> _Description of the task_
Provide a character-exact reproduction of the lines from the line with "would you mind locating the gloved" to the end of the entries.

> _Supplied material_
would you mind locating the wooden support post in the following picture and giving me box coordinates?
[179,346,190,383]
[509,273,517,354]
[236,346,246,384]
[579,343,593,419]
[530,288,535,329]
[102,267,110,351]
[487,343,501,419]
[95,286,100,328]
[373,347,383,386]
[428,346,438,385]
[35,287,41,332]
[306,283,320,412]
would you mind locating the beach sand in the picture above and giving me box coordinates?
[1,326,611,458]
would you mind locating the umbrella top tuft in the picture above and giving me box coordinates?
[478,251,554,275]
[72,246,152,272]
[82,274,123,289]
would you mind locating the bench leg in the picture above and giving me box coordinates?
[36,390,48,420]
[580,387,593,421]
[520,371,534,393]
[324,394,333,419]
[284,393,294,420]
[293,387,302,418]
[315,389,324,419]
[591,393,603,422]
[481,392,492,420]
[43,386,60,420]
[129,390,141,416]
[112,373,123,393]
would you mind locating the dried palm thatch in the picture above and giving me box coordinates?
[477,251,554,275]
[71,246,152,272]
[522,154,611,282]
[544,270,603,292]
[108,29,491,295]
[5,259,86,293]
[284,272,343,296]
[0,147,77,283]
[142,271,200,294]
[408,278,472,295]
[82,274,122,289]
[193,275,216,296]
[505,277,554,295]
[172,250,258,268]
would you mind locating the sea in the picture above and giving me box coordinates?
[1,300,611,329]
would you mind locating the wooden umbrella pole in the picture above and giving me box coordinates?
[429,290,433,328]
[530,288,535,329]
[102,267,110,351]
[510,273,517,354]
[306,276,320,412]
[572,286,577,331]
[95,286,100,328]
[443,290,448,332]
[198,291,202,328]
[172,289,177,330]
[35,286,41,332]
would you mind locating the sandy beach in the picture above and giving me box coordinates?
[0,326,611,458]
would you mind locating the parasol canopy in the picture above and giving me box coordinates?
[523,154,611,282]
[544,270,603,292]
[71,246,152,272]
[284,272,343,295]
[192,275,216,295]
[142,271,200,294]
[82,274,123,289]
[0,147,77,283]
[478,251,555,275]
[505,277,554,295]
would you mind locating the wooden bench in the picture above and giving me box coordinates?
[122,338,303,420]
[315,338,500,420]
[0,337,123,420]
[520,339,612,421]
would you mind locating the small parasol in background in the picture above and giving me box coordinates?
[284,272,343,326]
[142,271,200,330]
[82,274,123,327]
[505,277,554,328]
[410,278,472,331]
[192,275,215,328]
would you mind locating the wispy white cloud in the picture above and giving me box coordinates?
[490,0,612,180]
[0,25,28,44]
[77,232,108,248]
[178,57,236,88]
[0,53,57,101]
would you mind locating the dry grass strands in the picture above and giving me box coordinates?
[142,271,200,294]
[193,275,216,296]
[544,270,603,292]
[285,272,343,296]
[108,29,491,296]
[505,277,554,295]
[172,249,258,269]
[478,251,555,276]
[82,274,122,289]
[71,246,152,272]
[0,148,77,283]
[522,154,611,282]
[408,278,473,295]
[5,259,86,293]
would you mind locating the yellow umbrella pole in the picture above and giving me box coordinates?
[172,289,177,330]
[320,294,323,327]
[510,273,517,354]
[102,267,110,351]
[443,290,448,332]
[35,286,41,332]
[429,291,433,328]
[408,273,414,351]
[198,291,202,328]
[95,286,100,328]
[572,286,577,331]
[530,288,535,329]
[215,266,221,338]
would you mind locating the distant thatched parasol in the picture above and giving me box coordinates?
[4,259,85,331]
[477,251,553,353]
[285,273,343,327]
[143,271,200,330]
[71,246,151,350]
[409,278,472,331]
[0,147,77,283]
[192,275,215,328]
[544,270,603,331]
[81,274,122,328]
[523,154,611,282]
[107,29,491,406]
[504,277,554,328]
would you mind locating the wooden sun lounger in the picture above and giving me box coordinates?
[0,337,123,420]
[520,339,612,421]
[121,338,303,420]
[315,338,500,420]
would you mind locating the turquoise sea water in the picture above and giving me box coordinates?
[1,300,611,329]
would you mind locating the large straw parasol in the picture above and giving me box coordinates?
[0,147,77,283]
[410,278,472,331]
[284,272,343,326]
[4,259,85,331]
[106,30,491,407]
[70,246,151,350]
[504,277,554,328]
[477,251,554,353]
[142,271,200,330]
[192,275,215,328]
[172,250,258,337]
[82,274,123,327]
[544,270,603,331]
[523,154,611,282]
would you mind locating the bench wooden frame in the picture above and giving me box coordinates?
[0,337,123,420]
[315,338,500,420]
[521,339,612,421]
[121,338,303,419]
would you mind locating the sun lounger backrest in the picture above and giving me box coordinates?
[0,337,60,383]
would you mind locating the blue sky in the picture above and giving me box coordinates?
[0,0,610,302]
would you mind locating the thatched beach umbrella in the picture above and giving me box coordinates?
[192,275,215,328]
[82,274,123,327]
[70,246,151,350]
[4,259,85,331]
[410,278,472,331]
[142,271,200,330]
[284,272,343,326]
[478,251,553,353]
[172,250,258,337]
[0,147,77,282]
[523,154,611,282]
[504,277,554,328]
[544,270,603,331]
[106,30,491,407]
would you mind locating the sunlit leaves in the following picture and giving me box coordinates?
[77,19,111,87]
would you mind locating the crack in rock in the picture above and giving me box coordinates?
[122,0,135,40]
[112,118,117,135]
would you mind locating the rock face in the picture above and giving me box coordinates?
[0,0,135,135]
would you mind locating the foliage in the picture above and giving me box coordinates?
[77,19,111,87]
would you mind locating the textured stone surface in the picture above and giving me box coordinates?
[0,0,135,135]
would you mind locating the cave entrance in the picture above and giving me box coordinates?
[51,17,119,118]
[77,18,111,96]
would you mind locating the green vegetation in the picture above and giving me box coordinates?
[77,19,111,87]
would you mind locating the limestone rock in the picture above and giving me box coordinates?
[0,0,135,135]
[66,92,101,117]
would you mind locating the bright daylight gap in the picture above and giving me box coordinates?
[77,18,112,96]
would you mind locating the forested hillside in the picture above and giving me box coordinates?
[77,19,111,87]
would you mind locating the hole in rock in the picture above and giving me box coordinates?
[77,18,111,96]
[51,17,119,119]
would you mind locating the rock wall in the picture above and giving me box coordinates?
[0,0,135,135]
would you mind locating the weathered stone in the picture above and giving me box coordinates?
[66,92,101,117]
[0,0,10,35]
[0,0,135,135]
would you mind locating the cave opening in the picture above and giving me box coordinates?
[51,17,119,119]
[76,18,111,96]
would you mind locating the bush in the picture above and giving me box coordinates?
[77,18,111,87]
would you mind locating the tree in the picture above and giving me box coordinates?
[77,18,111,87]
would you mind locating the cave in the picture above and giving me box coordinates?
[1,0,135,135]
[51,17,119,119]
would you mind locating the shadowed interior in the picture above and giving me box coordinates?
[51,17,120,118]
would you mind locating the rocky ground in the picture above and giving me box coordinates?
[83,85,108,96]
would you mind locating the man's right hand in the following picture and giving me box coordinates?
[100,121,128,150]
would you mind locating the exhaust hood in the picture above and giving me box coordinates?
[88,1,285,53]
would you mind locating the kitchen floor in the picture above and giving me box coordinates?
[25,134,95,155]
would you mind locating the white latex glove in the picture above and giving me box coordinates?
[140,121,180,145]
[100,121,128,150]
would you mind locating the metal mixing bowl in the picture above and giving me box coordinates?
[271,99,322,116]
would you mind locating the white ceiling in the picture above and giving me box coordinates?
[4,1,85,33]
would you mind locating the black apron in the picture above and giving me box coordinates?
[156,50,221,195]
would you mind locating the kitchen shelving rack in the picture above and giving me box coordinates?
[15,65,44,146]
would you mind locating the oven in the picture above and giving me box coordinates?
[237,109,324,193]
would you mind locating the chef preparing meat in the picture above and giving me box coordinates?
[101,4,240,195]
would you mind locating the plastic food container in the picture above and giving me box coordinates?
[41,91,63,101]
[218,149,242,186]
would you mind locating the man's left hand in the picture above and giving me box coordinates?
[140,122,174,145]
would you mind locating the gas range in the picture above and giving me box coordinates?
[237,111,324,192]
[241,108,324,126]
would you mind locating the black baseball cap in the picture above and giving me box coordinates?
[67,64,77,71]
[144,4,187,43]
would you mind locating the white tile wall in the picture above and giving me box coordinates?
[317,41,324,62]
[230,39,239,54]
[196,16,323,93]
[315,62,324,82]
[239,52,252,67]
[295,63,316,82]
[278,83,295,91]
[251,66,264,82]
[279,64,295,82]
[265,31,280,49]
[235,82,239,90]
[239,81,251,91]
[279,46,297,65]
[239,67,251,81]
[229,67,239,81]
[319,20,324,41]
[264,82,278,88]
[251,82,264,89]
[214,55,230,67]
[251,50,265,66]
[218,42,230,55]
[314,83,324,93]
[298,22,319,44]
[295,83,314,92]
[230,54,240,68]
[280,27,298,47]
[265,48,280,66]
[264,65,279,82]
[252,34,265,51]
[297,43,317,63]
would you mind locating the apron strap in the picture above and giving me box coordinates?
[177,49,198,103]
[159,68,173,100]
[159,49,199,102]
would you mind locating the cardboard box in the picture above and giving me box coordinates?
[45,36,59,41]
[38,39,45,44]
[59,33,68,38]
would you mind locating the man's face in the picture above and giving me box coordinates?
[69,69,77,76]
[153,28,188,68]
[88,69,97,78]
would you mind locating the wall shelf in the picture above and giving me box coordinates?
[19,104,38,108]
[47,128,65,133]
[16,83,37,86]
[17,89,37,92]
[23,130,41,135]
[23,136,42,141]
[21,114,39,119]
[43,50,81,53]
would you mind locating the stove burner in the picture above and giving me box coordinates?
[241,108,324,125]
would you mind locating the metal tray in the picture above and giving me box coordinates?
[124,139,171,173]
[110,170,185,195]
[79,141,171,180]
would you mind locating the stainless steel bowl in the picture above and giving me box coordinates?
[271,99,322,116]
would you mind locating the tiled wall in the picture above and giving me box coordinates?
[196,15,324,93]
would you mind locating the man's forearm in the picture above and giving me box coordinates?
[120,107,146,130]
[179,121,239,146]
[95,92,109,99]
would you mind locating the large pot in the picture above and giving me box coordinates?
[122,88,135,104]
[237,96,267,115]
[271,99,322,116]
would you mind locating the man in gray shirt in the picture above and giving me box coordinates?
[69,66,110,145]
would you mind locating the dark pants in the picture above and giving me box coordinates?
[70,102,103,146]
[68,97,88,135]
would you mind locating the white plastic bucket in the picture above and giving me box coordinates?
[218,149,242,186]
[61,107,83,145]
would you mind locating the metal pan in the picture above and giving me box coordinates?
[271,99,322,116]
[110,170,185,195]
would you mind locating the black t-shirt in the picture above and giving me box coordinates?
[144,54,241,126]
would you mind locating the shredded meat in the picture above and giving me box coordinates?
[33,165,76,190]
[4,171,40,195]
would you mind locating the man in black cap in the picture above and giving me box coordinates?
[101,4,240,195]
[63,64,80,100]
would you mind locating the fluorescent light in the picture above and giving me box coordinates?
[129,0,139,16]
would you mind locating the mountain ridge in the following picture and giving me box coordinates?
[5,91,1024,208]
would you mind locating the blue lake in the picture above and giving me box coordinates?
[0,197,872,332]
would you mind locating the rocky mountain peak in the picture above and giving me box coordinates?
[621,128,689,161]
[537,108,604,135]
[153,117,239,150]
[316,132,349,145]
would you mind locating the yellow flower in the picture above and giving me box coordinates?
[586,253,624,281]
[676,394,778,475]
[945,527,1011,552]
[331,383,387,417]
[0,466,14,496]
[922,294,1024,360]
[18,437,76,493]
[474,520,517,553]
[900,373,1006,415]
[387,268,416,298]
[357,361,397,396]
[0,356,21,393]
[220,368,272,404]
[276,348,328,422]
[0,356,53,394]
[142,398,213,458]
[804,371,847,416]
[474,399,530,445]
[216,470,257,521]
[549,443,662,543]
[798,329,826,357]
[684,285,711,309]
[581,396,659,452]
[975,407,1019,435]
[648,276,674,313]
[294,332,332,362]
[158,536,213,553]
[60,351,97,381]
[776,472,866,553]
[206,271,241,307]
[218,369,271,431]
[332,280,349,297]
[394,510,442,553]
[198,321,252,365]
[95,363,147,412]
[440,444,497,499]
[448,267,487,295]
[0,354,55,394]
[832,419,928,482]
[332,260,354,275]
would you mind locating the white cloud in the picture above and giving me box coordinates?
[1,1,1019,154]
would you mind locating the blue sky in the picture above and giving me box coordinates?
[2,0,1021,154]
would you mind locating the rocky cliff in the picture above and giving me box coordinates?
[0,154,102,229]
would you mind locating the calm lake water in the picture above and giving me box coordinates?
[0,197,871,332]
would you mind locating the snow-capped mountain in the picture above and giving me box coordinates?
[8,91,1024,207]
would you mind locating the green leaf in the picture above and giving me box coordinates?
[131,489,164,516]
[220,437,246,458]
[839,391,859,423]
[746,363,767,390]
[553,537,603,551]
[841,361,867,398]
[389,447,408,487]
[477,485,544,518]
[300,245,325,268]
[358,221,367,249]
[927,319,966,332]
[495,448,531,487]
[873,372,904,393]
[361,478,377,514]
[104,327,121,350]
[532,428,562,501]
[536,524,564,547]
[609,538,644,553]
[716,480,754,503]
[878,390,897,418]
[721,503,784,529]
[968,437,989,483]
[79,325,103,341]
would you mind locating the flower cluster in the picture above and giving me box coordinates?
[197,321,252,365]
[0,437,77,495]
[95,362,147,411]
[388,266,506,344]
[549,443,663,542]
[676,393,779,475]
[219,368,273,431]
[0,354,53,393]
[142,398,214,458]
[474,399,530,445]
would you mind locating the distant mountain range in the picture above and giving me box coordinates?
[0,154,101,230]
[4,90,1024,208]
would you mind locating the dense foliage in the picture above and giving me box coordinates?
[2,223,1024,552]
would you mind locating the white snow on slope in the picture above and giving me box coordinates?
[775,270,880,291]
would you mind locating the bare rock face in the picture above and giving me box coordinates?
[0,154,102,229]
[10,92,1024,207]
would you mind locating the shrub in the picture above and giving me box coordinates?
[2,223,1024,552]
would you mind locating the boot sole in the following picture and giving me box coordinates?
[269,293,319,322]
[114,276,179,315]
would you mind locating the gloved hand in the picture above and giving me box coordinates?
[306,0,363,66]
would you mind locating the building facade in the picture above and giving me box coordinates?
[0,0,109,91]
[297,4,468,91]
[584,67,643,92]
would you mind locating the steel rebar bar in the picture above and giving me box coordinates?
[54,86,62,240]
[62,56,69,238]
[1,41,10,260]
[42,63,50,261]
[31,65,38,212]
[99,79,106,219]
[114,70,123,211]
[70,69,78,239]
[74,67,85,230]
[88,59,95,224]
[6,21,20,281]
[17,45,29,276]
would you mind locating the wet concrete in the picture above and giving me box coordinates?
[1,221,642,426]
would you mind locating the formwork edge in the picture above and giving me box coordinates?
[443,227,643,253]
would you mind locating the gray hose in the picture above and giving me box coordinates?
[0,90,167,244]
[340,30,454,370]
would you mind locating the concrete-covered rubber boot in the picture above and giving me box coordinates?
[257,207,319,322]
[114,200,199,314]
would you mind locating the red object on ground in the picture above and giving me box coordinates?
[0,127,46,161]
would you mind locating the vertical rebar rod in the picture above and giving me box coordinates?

> _Solution to the exercise_
would you mind locating the gloved hand in the picture above and giving me box coordinates?
[306,0,363,66]
would you mind locating the building facade in the picture above and giving me box coordinates?
[0,0,109,91]
[297,4,468,91]
[584,67,643,92]
would you mind locating the steel rebar bar in the picture above and giving me box coordinates?
[54,86,62,240]
[62,56,69,238]
[1,41,10,260]
[42,63,50,261]
[31,65,38,212]
[99,79,106,219]
[114,70,123,211]
[70,69,78,239]
[74,67,85,230]
[88,59,95,224]
[6,21,20,281]
[17,45,29,276]
would you mind locating the wet concrete in the picture above and giving me box coordinates?
[1,221,642,426]
would you mind locating the formwork edge in the picture above and giving me box coordinates?
[443,227,643,253]
would you mind locating the gray hose in the picture above and giving me box coordinates?
[0,90,167,244]
[340,30,454,370]
would you mind locating the concrete-covered rubber boot in the picture above and giving me box coordinates?
[257,207,319,322]
[114,200,199,314]
would you mind locating the red object on ground in the picture above and giving me box coordinates?
[0,127,46,161]
would you mind locating the vertical rebar rod in the picture above and giving me box coordinates?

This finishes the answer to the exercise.